OBJECTIVE:
Rewrite all of the items below, switching every "marker" to "pin" and leaving everything else unchanged.

PROVIDED MATERIAL:
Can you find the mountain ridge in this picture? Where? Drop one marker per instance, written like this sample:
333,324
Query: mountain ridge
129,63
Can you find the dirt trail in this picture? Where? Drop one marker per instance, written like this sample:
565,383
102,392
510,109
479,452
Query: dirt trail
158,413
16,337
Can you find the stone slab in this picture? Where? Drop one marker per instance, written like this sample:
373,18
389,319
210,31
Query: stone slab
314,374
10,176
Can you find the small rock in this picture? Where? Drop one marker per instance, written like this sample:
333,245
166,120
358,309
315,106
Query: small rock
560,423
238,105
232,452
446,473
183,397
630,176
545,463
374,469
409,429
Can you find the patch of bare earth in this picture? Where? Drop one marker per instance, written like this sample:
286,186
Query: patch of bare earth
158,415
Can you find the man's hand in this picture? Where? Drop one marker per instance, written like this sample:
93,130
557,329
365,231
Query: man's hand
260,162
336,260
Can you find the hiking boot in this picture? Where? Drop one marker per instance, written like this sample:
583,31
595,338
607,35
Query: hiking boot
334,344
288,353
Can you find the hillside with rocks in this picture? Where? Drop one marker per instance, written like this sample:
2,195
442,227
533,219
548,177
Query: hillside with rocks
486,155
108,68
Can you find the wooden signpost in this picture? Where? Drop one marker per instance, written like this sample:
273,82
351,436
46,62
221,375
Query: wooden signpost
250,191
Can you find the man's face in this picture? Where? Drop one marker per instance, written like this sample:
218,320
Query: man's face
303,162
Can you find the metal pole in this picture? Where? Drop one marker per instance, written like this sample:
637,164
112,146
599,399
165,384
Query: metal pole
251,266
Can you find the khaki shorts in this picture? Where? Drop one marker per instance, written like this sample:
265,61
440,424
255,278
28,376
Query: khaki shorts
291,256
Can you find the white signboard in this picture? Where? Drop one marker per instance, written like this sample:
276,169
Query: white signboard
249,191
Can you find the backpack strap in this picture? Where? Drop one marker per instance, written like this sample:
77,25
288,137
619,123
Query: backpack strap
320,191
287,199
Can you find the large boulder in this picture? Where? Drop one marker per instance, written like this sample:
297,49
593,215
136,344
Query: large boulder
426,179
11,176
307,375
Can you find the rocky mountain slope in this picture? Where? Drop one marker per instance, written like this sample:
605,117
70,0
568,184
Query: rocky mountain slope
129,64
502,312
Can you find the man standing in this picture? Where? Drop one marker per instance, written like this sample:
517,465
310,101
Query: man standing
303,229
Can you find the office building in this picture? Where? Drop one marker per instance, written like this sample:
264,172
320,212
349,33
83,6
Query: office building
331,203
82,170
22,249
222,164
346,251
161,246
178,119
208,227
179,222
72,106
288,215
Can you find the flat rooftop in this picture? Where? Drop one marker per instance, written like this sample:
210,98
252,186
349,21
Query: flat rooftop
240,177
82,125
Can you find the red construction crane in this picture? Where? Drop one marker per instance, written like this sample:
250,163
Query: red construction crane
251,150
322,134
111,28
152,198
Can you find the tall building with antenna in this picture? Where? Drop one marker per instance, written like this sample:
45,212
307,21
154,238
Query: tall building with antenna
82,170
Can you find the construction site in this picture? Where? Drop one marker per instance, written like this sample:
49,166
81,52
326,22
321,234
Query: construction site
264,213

ANSWER FOR THIS EXERCISE:
Can you find the mountain ridge in this picture? Where? Drop one pin per instance, written like this sample:
333,324
Query: mountain ridge
129,63
Can you find the dirt trail in this picture? Where? Drop one pin per instance, written like this sample:
565,383
102,392
510,109
479,452
Query: dirt trail
158,413
16,337
Can you find the stone slab in this picture? Where? Drop one pin per instance, written like this sample:
373,18
389,319
210,31
Query: stone slab
314,374
10,176
Can you find the small rock in this picture? Where? Drop one pin per instance, written like this sample:
333,245
166,120
358,309
315,106
Query: small rock
560,423
238,105
232,452
446,473
183,397
630,176
545,463
374,469
409,429
Can you find the patch of bare earth in this picture? Where? Drop one pin per instance, written like this sample:
286,186
Query: patch of bare earth
158,415
Can you find the man's hand in this picture? Where? Drop one pin per instance, written like this sample:
93,130
557,329
365,231
Query: man's hand
260,162
336,260
Can you find the hiking boot in this picture? Where? Drop one pin per instance, written like this sample:
583,31
595,338
607,35
Query: hiking boot
334,344
288,353
Can you find the hillside with rocks in this picture? Where? Drop one pin per instance, written like this sample:
2,195
442,227
533,219
548,177
Query: hillside with rocks
486,155
108,68
Can you find the wooden signpost in this picture? Where? Drop one pin per instance, written like this sample:
273,82
351,436
46,62
221,375
Query: wooden signpost
250,191
Can you find the man's face in this picture? Where? Drop one pin per instance, written like this sample:
218,320
Query: man's face
303,162
Can you find the metal pole in this picture? Where? Drop one pin per instance, written like this sample:
637,164
112,146
599,399
165,384
Query: metal pole
251,266
Can you find the khaki shorts in this picture? Where? Drop one pin per instance, written like this sample:
265,61
440,424
255,278
28,376
Query: khaki shorts
291,256
Can you find the white signboard in this picture? Where? Drop one pin per instance, written like this sample:
276,169
Query: white signboard
249,191
Can you find the backpack strap in this picture? Where? Drop one pin per instance, written like this sample:
77,25
288,137
619,123
Query: backpack strap
320,191
287,199
Can you find the large boulder in this picture? Where? Drop one pin per instance, written like this sample:
297,49
593,215
136,344
Query: large boulder
426,179
11,176
307,375
Can you find the rocky mountain slope in this picture? Where? Drop one pin per instance, written like this sample:
605,117
70,0
568,184
Query: rocky mountain slope
129,64
502,312
Can you find the man standing in this picture? Where? Drop one pin per instance, written like this sample:
517,465
310,101
Query: man standing
303,229
Can you find the office building in this picture? Where? Drop one pin per instance, written like this sample:
264,172
320,212
349,33
83,6
Query: office building
331,203
82,170
22,249
222,164
346,251
161,246
178,119
208,227
179,222
72,106
288,215
Can you find the flat rooftop in this picture? Where? Drop one pin per instance, written like this sample:
210,98
252,186
349,21
Query: flat rooftop
240,177
82,125
Can you find the red construction crane in this picture? Where? Drop one pin per instance, written like this sample:
250,163
Query: red construction crane
251,150
322,134
111,28
152,198
Can you find the tall building with antenna in this picture? Where? Drop one pin per instance, written like this sample:
45,212
307,21
154,238
Query: tall building with antenna
82,170
Can you find the construction site in this picture? Where? Drop one pin per instance, written like this sample:
49,166
81,52
326,22
321,234
Query: construction site
264,213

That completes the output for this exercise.